* _Objectif A_
D'après le texte sur l'accord de l'OACI, de quel pourcentage les SAF réduisent-ils les émissions de dioxyde de carbone d'un avion de ligne par rapport au carburéacteur JET-A1 ?
* _Objectif B_
Poursuivez la rédaction du texte sur la décarbonation du transport aérien à partir de sa dernière phrase.

-------- Texte de lecture --------

L’accord était très attendu, car il implique désormais le monde entier. Après deux semaines d’intenses négociations, les États membres de l’Organisation de l’aviation civile internationale (OACI) ont voté en faveur du LTAG (Long-Term Aspirational Goal), la feuille de route qui doit ainsi guider leurs décisions pour que le transport aérien mondial atteigne le très ambitieux « net zéro » d’ici 2050.
La 41e session de l’Assemblée de l’OACI a donc adopté le renforcement du dispositif de compensation des émissions CORSIA à partir de 2024, l’utilisation de nouvelles technologies (tant au niveau opérationnel qu’avec la modernisation des flottes), mais s’est surtout engagé sur l’augmentation de la production et le déploiement des carburants durables d’aviation (SAF), levier indispensable pour réduire les émissions du transport aérien, car représentant à lui seul les deux tiers du chemin vers le zéro émission nette de carbone. Pour rappel, les SAF permettent de réduire de 75 à 80% les émissions de dioxyde de carbone d’un avion de ligne (sur l’ensemble du cycle de vie, c’est à dire en prenant en compte aussi la production et la distribution) par rapport au traditionnel carburéacteur JET-A1.
Les avionneurs et motoristes ont déjà démontré qu’ils seraient totalement prêts d’ici la fin de la décennie (certains comme ATR et ses PW127 bien plus tôt…) pour atteindre le 100% SAF. De nombreuses compagnies aériennes se sont déjà fortement engagées sur l’utilisation de SAF depuis les premiers essais en 2008 (Virgin Atlantic), avec plus de 200 000 vols commerciaux désormais réalisés chaque année avec un mélange utilisant au moins 1% de carburant durable d’aviation. L’initiative Clean Skies for Tomorrow regroupant de nombreux acteurs (avionneurs, motoristes, aéroports, compagnies aériennes, producteur de carburants) vise quant à elle les 10% de SAF pour 2030, prochaine grande étape annoncée sur la longue route vers la décarbonation de l’aviation.

-------- Données fournies --------

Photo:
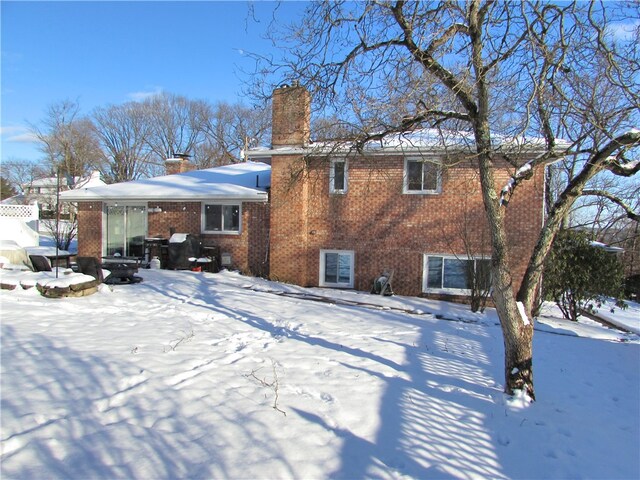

--------

* _Réponse attendue A_
De 75 à 80 %, sur l'ensemble du cycle de vie.

* _Réponse attendue B_
Mais au-delà, les défis restent encore immenses quant aux futures capacités massives de production de SAF qui seront nécessaires pour atteindre l’objectif de 2050. Selon une récente étude publiée par le NLR (Netherlands Aerospace Centre) et l’Université de technologie de Delft, l’Europe, pourtant en pointe, ne pourrait tout simplement pas atteindre des objectifs de production de carburants durables d’aviation à partir de 2035 par manque de matières premières suffisantes, ce qui devrait rendre impossible le « net zéro » de l’aviation pour le Vieux Continent. Les émissions ne seraient alors réduites que de 40% en 2050 par rapport à des vols alimentés par du carburéacteur traditionnel.
Dans ces conditions, une réduction du trafic aérien serait alors le dernier levier à activer pour permettre à l’UE de respecter ses objectifs, avec une mesure aussi contraignante que celle décidée sur l’interdiction des nouvelles voitures à moteur thermique à partir de 2035 par exemple. Force est de constater que des propositions visant à une modération et à une maîtrise du trafic aérien se multiplient d’ailleurs depuis quelques mois, avec à la clé une inévitable explosion des prix des billets d’avion.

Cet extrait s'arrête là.